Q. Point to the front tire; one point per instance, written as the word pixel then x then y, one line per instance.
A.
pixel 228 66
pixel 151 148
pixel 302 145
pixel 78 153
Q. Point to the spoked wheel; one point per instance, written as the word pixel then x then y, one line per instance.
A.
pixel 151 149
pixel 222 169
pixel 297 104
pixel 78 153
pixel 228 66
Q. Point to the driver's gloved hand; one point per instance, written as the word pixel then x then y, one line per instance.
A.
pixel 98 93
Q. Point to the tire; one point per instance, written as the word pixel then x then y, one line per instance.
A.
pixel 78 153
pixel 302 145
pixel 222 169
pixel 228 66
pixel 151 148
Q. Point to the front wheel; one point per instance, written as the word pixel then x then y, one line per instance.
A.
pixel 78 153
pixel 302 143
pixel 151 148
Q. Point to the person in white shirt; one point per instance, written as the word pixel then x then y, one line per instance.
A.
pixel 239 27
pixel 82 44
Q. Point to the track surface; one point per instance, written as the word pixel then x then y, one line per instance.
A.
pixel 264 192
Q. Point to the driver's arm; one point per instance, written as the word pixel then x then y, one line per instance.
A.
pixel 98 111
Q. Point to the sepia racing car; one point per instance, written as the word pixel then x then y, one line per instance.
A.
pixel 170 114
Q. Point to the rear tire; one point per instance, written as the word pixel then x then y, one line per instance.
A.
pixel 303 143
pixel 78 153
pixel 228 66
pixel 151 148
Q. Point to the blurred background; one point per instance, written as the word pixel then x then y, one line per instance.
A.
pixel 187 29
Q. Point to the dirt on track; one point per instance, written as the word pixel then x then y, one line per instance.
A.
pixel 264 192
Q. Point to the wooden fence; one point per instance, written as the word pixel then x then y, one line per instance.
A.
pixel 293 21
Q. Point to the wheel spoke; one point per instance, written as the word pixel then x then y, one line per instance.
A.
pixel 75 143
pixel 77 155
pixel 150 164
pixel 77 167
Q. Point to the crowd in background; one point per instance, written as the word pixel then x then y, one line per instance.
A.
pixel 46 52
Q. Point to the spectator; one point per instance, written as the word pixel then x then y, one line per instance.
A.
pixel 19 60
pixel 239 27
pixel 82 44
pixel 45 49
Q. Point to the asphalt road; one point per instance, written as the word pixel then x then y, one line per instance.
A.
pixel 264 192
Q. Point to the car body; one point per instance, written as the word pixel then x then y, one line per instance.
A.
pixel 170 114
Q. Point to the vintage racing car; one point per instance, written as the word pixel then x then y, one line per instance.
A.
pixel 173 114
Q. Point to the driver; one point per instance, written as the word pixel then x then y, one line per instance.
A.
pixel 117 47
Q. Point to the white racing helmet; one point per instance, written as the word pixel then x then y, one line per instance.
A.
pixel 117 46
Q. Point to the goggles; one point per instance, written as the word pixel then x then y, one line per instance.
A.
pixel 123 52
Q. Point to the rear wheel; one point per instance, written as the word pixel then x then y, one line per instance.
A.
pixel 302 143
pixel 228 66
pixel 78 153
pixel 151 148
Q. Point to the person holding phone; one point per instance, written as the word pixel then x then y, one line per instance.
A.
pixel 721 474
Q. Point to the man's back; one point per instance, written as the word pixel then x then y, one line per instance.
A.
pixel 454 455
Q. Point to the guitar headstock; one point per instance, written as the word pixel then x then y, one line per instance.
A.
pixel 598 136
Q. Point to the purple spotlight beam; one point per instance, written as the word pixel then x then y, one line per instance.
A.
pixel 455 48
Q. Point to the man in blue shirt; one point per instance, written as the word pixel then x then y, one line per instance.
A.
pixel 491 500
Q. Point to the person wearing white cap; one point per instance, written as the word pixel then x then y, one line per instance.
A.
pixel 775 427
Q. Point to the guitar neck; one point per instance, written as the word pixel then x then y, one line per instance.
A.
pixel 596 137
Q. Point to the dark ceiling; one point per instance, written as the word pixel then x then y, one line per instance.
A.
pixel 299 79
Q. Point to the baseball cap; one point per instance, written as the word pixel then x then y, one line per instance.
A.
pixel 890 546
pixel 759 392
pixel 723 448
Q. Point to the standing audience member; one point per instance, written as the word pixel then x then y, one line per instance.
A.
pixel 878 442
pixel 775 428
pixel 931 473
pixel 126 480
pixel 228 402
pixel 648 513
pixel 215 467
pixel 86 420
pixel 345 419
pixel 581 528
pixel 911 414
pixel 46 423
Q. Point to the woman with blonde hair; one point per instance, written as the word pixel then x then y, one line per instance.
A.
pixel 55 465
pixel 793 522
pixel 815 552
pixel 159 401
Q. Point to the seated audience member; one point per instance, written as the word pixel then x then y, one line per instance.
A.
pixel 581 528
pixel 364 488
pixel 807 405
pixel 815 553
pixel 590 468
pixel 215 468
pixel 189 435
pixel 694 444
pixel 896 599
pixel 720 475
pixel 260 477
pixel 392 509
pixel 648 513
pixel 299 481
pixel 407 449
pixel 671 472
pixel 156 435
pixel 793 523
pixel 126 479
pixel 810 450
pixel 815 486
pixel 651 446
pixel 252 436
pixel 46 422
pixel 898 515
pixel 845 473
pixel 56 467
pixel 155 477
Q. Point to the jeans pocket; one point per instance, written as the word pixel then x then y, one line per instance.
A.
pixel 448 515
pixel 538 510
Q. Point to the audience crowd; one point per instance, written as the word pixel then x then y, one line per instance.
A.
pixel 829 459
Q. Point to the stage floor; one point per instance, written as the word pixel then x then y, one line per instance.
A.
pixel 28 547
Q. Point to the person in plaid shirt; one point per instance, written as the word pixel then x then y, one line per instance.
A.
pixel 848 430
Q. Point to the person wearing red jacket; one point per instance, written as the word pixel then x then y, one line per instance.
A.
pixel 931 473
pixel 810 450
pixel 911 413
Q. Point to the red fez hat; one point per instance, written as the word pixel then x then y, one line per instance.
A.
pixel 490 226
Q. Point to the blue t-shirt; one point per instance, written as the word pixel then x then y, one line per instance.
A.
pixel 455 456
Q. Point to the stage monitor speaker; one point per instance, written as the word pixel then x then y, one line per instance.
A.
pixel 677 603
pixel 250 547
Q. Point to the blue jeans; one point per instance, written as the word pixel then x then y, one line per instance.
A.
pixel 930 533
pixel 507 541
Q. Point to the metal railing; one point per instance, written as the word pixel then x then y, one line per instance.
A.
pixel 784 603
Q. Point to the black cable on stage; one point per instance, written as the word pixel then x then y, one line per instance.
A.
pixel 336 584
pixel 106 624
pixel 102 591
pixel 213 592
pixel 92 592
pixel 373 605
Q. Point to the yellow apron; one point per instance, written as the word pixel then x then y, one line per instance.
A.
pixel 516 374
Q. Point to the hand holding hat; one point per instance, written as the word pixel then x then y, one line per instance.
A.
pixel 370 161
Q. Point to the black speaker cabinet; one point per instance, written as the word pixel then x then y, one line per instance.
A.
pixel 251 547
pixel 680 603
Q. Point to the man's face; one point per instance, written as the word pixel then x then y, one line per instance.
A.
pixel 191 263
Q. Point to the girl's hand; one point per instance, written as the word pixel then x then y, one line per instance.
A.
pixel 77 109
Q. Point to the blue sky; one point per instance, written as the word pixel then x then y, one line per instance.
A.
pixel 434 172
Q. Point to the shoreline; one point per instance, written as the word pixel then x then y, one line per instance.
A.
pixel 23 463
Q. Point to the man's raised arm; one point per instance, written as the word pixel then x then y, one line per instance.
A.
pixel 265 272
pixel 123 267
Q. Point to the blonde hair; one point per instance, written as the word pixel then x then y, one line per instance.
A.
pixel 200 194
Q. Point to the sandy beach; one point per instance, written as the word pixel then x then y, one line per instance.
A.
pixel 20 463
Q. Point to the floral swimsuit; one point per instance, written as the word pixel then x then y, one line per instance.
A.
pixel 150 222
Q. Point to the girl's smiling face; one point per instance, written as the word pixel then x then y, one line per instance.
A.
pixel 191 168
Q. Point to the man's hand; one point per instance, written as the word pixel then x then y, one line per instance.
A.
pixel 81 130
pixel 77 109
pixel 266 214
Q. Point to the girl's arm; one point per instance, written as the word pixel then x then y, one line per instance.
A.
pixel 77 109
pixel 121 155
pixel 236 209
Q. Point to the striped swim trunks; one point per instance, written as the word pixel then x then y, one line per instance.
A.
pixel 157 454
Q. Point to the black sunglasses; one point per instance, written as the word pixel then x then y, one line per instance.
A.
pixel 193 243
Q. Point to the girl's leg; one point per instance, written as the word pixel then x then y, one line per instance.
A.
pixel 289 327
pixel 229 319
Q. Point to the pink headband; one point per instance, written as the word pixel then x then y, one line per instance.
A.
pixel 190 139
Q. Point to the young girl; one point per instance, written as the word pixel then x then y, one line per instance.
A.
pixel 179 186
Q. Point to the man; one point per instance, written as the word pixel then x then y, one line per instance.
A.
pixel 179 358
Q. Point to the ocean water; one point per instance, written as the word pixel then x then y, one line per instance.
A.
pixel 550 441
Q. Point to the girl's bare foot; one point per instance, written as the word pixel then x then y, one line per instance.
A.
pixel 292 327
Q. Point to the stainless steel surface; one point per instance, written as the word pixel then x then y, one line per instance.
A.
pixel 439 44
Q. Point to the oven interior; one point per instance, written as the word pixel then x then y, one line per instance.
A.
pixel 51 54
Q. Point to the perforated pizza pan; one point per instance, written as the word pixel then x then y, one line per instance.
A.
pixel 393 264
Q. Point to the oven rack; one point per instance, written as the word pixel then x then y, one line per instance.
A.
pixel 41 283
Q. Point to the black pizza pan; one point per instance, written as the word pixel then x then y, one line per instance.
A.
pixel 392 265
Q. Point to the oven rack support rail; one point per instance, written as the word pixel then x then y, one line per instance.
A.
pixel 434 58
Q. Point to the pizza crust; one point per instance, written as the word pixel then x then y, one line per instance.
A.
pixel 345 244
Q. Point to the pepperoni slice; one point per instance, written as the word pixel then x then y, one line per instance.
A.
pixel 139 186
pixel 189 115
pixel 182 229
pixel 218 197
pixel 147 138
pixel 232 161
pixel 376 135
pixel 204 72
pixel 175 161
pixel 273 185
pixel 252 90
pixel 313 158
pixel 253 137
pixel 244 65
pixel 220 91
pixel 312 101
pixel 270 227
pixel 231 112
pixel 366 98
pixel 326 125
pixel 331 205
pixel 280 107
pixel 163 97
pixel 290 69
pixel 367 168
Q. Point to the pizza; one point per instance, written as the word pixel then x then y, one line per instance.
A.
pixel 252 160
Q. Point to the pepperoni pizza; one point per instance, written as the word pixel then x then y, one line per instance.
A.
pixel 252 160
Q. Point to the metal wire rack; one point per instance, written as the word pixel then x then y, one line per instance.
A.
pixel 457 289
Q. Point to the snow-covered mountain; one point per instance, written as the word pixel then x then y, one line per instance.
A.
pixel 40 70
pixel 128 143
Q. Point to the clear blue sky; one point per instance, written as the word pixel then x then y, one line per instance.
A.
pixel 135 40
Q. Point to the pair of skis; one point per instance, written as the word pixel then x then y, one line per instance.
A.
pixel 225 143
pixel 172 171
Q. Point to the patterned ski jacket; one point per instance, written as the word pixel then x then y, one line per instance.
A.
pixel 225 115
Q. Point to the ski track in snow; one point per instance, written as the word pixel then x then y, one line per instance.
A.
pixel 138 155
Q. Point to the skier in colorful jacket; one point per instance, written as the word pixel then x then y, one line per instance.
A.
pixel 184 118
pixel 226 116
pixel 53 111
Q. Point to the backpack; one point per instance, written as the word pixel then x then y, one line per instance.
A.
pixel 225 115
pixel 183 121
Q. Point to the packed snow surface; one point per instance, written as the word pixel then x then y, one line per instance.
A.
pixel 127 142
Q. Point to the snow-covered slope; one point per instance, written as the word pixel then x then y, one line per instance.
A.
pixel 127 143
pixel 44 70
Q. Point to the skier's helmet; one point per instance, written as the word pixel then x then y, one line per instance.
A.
------------
Task item: With the first line being the one containing "Q. Point to the pizza;" and the last line the one containing "Q. Point to the pepperoni pizza;", transcribe exactly the lines above that fall in that range.

Task answer:
Q. Point to the pizza; one point per instance, written as the word pixel then x then y, one line per instance.
A.
pixel 252 160
Q. Point to the pepperoni pizza; one point per instance, written as the word pixel then x then y, one line per instance.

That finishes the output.